[Extracted data entries]
......
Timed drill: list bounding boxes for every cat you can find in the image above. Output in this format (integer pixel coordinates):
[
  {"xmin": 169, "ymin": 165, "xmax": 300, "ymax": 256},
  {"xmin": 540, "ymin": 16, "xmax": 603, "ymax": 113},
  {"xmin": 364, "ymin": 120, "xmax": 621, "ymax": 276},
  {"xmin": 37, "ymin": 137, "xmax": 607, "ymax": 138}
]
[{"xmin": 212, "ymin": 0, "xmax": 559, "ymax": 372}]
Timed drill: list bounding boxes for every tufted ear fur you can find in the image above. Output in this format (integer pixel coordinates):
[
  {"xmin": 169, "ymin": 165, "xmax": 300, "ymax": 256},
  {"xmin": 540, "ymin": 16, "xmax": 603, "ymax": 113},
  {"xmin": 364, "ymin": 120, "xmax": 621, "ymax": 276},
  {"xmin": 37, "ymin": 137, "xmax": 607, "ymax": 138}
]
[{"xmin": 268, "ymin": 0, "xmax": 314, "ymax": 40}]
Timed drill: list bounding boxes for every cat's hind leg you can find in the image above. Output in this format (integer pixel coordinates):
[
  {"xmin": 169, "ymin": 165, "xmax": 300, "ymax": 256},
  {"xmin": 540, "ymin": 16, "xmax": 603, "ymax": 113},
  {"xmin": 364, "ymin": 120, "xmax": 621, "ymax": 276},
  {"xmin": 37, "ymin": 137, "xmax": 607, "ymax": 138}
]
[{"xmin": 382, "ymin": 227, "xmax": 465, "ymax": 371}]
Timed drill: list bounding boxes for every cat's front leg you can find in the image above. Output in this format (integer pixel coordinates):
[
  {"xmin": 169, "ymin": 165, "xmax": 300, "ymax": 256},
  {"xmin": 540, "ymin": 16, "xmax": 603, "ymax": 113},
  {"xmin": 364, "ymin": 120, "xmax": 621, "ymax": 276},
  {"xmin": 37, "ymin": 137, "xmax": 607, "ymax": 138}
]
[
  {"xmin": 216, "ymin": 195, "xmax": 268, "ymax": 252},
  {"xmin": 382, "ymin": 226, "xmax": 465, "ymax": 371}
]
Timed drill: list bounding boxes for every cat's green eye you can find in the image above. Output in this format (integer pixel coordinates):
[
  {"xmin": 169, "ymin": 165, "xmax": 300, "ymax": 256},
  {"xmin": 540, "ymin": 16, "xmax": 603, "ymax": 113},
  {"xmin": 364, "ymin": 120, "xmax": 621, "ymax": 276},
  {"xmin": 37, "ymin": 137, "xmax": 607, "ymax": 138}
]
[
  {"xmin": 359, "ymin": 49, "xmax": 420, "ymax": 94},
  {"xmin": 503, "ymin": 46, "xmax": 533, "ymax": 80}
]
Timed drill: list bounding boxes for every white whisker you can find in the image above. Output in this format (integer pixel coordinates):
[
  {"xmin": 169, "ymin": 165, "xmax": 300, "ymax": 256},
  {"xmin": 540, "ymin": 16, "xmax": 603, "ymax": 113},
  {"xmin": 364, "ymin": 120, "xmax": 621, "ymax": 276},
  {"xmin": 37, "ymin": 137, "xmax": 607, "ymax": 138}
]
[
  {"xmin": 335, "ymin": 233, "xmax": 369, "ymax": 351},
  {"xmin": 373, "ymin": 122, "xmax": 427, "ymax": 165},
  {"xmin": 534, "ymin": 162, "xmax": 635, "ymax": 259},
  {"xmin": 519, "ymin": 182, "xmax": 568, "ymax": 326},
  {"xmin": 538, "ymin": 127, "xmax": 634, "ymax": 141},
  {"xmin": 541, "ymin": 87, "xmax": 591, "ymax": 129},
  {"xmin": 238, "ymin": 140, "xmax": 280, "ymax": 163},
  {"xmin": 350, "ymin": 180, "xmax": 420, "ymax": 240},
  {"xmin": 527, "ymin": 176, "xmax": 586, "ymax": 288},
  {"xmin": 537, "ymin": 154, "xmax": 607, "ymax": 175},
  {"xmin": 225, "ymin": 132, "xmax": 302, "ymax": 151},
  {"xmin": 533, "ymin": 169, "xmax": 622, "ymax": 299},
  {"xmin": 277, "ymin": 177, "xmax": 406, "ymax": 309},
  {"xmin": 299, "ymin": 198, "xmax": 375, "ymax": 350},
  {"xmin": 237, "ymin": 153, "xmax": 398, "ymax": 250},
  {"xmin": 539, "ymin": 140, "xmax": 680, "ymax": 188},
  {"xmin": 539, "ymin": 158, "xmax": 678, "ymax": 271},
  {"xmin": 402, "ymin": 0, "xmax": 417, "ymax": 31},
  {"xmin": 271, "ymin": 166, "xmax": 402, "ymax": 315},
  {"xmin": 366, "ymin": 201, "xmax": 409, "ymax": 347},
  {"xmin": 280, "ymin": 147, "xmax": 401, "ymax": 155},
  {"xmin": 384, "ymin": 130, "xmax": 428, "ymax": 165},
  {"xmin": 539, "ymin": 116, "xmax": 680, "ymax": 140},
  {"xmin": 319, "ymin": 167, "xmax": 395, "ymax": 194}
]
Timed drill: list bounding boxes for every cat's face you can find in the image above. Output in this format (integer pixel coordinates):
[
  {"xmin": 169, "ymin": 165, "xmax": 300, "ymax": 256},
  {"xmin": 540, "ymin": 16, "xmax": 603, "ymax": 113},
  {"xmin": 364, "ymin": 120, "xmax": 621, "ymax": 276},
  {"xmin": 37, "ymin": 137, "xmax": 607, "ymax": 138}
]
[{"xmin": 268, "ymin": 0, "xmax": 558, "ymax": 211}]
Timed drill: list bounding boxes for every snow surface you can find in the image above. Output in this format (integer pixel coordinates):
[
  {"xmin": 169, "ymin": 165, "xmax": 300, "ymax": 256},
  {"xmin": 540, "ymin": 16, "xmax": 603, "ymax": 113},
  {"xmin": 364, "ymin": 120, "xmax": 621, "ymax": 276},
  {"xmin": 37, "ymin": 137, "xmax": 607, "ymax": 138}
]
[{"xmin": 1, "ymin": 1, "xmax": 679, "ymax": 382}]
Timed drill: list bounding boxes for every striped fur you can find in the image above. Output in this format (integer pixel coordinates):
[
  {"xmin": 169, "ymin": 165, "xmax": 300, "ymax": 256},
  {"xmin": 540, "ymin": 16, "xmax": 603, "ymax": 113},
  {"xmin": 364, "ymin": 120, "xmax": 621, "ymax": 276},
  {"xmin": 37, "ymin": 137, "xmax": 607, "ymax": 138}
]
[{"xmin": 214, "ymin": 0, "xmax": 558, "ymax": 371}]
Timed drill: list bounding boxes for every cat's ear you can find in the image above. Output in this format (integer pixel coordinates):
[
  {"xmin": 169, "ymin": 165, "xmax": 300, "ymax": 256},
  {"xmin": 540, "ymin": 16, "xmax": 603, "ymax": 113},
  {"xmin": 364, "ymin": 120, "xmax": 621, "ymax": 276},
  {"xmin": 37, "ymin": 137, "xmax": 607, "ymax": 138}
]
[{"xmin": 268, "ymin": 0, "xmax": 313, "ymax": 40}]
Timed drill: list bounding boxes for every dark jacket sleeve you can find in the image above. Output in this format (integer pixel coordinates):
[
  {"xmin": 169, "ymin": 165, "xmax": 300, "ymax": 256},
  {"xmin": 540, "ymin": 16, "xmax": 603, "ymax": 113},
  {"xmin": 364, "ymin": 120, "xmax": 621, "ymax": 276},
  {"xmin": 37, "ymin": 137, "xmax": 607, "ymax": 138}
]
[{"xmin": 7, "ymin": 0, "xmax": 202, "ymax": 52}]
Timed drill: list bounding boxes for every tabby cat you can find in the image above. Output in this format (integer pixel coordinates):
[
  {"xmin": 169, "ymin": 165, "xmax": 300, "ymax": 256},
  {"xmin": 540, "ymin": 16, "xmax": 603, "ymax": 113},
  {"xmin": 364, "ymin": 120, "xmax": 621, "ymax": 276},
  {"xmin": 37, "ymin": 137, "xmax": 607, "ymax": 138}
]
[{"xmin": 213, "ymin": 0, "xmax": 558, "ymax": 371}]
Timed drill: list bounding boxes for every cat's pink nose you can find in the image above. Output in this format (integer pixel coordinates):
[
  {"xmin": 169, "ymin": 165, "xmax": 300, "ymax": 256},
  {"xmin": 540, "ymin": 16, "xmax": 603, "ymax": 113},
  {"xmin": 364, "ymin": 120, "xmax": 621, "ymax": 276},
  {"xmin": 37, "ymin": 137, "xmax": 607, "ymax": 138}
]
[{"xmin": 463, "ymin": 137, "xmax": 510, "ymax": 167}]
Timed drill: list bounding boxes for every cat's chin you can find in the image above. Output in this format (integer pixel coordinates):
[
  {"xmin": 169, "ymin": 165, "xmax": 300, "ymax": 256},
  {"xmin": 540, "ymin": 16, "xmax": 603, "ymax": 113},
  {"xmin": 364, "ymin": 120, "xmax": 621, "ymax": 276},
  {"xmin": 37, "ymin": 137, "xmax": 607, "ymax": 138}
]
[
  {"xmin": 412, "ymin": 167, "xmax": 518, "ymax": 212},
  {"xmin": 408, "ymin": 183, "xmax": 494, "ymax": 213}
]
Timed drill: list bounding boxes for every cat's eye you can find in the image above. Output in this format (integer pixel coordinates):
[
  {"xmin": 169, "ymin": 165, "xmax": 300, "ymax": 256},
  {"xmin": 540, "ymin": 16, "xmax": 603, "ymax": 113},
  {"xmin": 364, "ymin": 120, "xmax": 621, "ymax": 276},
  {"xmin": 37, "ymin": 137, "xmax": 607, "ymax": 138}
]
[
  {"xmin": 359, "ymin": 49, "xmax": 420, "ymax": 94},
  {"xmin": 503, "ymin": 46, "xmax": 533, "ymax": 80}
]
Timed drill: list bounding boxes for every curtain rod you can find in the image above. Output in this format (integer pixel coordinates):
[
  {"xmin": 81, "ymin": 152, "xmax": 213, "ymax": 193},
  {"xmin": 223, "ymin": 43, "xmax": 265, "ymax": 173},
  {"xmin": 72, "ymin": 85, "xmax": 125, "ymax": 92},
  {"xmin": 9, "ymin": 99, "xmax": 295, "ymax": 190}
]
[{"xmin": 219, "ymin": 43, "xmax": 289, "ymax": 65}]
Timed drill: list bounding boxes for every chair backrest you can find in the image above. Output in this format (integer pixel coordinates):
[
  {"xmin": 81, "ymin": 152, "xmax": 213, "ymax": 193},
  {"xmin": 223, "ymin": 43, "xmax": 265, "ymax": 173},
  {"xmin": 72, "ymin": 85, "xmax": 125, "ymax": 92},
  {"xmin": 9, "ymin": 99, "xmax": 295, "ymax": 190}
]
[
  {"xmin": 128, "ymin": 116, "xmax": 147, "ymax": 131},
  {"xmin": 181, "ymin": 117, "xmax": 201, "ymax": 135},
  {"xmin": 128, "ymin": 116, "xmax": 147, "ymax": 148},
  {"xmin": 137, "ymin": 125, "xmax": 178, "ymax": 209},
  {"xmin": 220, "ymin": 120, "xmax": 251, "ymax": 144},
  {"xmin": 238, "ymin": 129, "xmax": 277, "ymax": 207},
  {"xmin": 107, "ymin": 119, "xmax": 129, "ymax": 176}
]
......
ACTIVITY: The lines to return run from the one containing "Timed drill: list bounding boxes for every chair" through the last line of the records above. Give them exactly and include nothing more.

REPLY TO THE TASK:
Timed drill: list bounding boxes for every chair backrest you can find in the image above. Output in this format (integer pixel coordinates):
[
  {"xmin": 81, "ymin": 152, "xmax": 213, "ymax": 193},
  {"xmin": 223, "ymin": 43, "xmax": 265, "ymax": 173},
  {"xmin": 72, "ymin": 85, "xmax": 125, "ymax": 92},
  {"xmin": 9, "ymin": 99, "xmax": 295, "ymax": 190}
]
[
  {"xmin": 128, "ymin": 116, "xmax": 147, "ymax": 131},
  {"xmin": 181, "ymin": 117, "xmax": 201, "ymax": 135},
  {"xmin": 128, "ymin": 116, "xmax": 147, "ymax": 148},
  {"xmin": 137, "ymin": 125, "xmax": 178, "ymax": 209},
  {"xmin": 220, "ymin": 120, "xmax": 251, "ymax": 144},
  {"xmin": 238, "ymin": 129, "xmax": 277, "ymax": 207},
  {"xmin": 107, "ymin": 119, "xmax": 129, "ymax": 176}
]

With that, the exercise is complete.